What the exercise asks: Reproduce the material below as a numbered list, from the line containing "of the green" through the final line, with both of those lines included and any blank lines omitted.

* begin *

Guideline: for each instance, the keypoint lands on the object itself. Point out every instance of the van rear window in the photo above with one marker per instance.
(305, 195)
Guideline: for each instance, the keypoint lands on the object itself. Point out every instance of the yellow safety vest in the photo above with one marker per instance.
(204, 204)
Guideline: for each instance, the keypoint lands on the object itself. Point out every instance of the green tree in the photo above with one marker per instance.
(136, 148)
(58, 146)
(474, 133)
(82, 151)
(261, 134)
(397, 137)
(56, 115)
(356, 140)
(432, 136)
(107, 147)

* end *

Result for this task:
1. Guideline: for each instance, the keypoint lands on the object itself. Point out every instance of the green tree in the photo above with one marker per instance.
2. (136, 148)
3. (58, 146)
4. (474, 133)
5. (82, 151)
6. (261, 134)
7. (397, 137)
8. (56, 115)
9. (356, 140)
10. (432, 136)
11. (107, 147)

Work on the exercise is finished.